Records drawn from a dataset

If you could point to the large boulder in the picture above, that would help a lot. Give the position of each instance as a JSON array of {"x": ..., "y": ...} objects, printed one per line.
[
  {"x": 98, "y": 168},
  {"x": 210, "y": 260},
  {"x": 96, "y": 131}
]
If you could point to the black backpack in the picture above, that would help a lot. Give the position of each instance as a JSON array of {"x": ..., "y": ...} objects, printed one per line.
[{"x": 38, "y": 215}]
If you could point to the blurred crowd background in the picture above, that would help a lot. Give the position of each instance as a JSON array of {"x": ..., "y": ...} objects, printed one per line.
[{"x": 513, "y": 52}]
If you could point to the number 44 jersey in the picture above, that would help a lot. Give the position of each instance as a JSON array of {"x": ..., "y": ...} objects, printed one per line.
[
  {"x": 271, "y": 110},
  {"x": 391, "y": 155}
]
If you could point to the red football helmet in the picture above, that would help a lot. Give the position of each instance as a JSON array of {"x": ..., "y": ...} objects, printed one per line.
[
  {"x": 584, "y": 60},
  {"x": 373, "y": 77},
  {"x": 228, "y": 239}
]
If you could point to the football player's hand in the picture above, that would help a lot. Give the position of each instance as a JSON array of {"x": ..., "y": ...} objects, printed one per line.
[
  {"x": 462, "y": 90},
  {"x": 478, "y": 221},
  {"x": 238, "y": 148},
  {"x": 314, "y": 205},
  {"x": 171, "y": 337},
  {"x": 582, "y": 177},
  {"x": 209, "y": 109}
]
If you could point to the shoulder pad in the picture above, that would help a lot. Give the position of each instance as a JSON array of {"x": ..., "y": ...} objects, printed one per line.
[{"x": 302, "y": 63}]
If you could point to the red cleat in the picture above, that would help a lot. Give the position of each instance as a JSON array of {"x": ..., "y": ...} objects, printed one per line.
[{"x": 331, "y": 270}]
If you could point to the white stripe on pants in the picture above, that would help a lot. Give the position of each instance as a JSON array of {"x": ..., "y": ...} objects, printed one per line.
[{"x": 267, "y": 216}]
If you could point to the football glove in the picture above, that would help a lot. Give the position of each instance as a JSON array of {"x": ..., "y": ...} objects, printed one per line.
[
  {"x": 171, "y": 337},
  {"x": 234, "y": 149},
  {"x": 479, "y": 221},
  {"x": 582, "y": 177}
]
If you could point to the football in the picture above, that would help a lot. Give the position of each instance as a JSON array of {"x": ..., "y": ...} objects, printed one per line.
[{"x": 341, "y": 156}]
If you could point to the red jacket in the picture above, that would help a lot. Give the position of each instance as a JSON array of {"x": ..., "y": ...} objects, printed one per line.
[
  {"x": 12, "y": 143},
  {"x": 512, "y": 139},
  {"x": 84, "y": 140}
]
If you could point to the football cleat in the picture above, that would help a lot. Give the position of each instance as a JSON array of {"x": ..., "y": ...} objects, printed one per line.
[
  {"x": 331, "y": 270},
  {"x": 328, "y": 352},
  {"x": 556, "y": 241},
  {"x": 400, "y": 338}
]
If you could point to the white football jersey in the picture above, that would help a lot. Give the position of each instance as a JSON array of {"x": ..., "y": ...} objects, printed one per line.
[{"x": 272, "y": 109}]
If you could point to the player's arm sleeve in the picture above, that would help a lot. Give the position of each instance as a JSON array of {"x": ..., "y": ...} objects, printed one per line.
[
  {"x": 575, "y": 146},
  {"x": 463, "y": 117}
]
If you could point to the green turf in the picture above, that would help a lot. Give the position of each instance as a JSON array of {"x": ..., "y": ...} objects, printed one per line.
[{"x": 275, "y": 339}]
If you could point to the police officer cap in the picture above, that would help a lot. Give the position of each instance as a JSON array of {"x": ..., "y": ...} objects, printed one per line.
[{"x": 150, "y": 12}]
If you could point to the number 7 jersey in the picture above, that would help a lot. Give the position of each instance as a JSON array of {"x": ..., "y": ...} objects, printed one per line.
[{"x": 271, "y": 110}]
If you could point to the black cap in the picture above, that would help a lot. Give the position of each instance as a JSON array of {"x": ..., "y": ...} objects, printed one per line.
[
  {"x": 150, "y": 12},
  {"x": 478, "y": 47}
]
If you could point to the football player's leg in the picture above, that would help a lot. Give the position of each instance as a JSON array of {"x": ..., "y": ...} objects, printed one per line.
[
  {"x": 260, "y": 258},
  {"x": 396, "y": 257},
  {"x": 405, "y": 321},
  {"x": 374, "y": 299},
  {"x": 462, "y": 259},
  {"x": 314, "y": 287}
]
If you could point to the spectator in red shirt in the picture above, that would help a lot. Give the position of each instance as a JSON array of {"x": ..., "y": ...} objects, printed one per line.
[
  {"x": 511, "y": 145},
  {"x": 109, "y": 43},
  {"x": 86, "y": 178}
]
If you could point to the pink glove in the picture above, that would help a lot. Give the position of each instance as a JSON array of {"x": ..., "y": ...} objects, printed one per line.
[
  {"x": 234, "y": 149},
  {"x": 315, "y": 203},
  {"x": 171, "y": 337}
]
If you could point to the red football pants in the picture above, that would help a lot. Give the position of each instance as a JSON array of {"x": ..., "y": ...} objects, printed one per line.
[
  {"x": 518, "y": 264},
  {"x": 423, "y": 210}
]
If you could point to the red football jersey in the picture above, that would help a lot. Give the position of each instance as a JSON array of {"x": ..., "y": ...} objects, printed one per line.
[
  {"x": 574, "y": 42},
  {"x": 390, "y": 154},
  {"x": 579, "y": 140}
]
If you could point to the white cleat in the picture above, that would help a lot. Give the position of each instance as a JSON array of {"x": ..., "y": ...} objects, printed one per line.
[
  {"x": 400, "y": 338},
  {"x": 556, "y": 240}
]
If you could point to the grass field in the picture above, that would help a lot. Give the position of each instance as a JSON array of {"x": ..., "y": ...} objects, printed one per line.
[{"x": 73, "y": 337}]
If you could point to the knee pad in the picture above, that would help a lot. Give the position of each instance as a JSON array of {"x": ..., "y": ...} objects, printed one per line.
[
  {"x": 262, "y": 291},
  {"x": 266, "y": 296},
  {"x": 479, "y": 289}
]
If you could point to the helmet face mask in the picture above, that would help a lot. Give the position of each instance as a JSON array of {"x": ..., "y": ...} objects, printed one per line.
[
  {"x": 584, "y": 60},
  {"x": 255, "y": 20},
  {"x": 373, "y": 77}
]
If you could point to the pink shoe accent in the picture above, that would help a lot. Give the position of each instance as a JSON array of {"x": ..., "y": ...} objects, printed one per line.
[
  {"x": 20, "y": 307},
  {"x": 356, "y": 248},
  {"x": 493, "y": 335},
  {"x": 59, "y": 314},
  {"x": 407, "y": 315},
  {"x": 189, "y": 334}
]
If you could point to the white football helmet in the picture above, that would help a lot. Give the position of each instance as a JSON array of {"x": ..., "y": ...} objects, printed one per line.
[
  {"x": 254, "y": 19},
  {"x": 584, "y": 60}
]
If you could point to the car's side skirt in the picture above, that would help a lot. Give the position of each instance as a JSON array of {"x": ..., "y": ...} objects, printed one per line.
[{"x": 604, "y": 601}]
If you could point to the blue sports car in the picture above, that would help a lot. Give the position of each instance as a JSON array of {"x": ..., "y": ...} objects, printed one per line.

| Your task |
Retype the records in full, keeping every word as it is.

| Reply |
If you could point to the large boulder in the picture above, that would help a lot. Give the position of each instance as a JSON array of {"x": ..., "y": ...} objects, printed one per line.
[
  {"x": 98, "y": 168},
  {"x": 210, "y": 260},
  {"x": 96, "y": 131}
]
If you could point to the black backpack in the picture above, that would help a lot. Give the position of each instance as a JSON array of {"x": ..., "y": ...} objects, printed one per line.
[{"x": 38, "y": 215}]
If you could point to the blurred crowd background in the picture above, that would help a lot. Give the position of each instance as a JSON array of {"x": ..., "y": ...} objects, printed one per line.
[{"x": 513, "y": 52}]
If you could point to the number 44 jersey in the picture above, that would help a lot. Give the position of each instance as a JSON array of {"x": ..., "y": ...} objects, printed one per line.
[
  {"x": 271, "y": 110},
  {"x": 391, "y": 155}
]
If you could point to the red football helmet in the picture above, that would help a lot. Give the position of each instance as a JSON array of {"x": ..., "y": ...} objects, printed one per line.
[
  {"x": 584, "y": 60},
  {"x": 373, "y": 77},
  {"x": 228, "y": 239}
]
If you could point to the football player's hand in the picture above, that would help a lot. Give the position of each instance as a JSON array of {"x": ..., "y": ...} objects, printed one per line.
[
  {"x": 462, "y": 90},
  {"x": 478, "y": 221},
  {"x": 238, "y": 148},
  {"x": 314, "y": 205},
  {"x": 171, "y": 337},
  {"x": 582, "y": 177},
  {"x": 209, "y": 109}
]
If you could point to the shoulder pad in the picture above, that would help a lot. Give the position of each instance as a JSON array of {"x": ..., "y": ...} objects, printed one per line.
[{"x": 302, "y": 63}]
If you could point to the red cleat in the picture above, that would help a lot. Give the position of each instance as a JSON array of {"x": ..., "y": ...} objects, printed one per line.
[{"x": 331, "y": 270}]
If you could point to the white stripe on pants in the picture above, that would help a lot. Give the position of each instance as a JSON array of {"x": ..., "y": ...} objects, printed one per line.
[{"x": 267, "y": 216}]
If you could point to the football glove in the picture above, that would help a lot. Give the position of each instance as a JSON array of {"x": ..., "y": ...} objects, printed one per line.
[
  {"x": 171, "y": 337},
  {"x": 234, "y": 149},
  {"x": 479, "y": 221},
  {"x": 582, "y": 177}
]
If you could point to the football in the picture above, that would help a lot. Give the position of each instance as a JSON array of {"x": ..., "y": ...} objects, printed one per line.
[{"x": 341, "y": 156}]
If you could point to the red jacket in the picture above, that would help a lot. Give the position of each instance as a JSON array of {"x": ..., "y": ...} objects, printed one per line.
[
  {"x": 12, "y": 143},
  {"x": 512, "y": 139},
  {"x": 84, "y": 140}
]
If you could point to the football cleat in the picture above, that would help a lot. Give the position of each instance as a JSON array of {"x": ..., "y": ...} objects, printed one per line.
[
  {"x": 331, "y": 270},
  {"x": 328, "y": 352},
  {"x": 556, "y": 241},
  {"x": 400, "y": 338}
]
If you could point to the white football jersey in the picture above, that would help a lot. Give the position of each instance as a JSON array of {"x": ..., "y": ...} objects, printed one per line.
[{"x": 272, "y": 109}]
If you could point to the player's arm sleeve in the picture above, that would help a lot. Give the position of each instance as a JSON array of {"x": ..., "y": ...} objects, printed one per line.
[
  {"x": 575, "y": 146},
  {"x": 463, "y": 117}
]
If you could point to the green turf in the picture above, that would help a lot. Give the position of each instance as a JSON array of {"x": ..., "y": ...} objects, printed one per line.
[{"x": 275, "y": 339}]
If you could point to the police officer cap in the picture above, that would help a lot. Give the position of each instance as a JSON array of {"x": ..., "y": ...} objects, printed one per line.
[{"x": 150, "y": 12}]
If you could point to the number 7 jersey in the picture above, that would help a lot. Give the position of each instance as a JSON array of {"x": ..., "y": ...} objects, printed one per line.
[{"x": 271, "y": 110}]
If you could point to the black cap in the picture above, that would help a lot. Give the position of each instance as a JSON array of {"x": ..., "y": ...} objects, printed one per line.
[
  {"x": 150, "y": 12},
  {"x": 478, "y": 47}
]
If you could point to the football player's leg in the picture above, that would help a lot. Give the position of each instance as a JSON array of {"x": ..., "y": ...} objects, printed one per line.
[
  {"x": 260, "y": 258},
  {"x": 396, "y": 257},
  {"x": 405, "y": 321},
  {"x": 374, "y": 299},
  {"x": 462, "y": 259},
  {"x": 314, "y": 287}
]
If you could point to the spectator in red shirt in the picture above, that would help a lot. Give the position of each instance as a JSON array of {"x": ..., "y": ...} objects, printed one per line.
[
  {"x": 511, "y": 145},
  {"x": 109, "y": 43},
  {"x": 86, "y": 178}
]
If you could point to the pink glove in the picture above, that would help a lot. Give the position of each instance as a JSON array of {"x": ..., "y": ...} objects, printed one per line.
[
  {"x": 234, "y": 149},
  {"x": 315, "y": 203},
  {"x": 171, "y": 337}
]
If you could point to the red football pants in the picture above, that would help a lot. Give the position of each instance as a JSON array of {"x": ..., "y": ...} objects, printed one per line.
[
  {"x": 518, "y": 264},
  {"x": 423, "y": 210}
]
If you could point to the red football jersey in the picture above, that would help a lot. Give the position of each instance as a JSON array of {"x": ..., "y": ...} objects, printed one per line.
[
  {"x": 574, "y": 42},
  {"x": 390, "y": 154},
  {"x": 579, "y": 140}
]
If you could point to the white cleat in the picture above, that would help a lot. Give the position of each instance as a JSON array of {"x": ..., "y": ...} objects, printed one per line.
[
  {"x": 400, "y": 338},
  {"x": 556, "y": 240}
]
If you could point to the grass field in the picture above, that would help a lot. Give the position of each instance as a JSON array of {"x": ..., "y": ...} objects, printed one per line.
[{"x": 73, "y": 337}]
If you could point to the knee pad in the picture above, that would help a lot. Give the position of each instance as a JSON array of {"x": ..., "y": ...} objects, printed one per line.
[
  {"x": 262, "y": 291},
  {"x": 266, "y": 296},
  {"x": 479, "y": 289}
]
If you could point to the helmet face mask in the picture above, that would help a lot. Give the position of each instance as a JSON array of {"x": ..., "y": ...} objects, printed one per line.
[
  {"x": 584, "y": 60},
  {"x": 255, "y": 20},
  {"x": 373, "y": 77}
]
If you could point to the pink shoe accent in the picture above, that would help a lot. Give the position of each instance as a JSON array of {"x": ..., "y": ...} objects, printed one per line.
[
  {"x": 20, "y": 307},
  {"x": 356, "y": 248},
  {"x": 493, "y": 335},
  {"x": 59, "y": 314},
  {"x": 407, "y": 315},
  {"x": 189, "y": 334}
]
If you could point to the white football helmet in the picture above, that would help a lot. Give the position of each instance as a JSON array of {"x": ..., "y": ...} objects, printed one per line.
[
  {"x": 254, "y": 19},
  {"x": 584, "y": 60}
]
If you could point to the car's side skirt in the picture above, that would help a lot. Give the position of each instance as a JSON array of {"x": ..., "y": ...} objects, printed one per line.
[{"x": 604, "y": 601}]
If you could point to the blue sports car in the picture above, that would help a lot. Give the position of each instance as a JSON array of {"x": ..., "y": ...} objects, printed one per line.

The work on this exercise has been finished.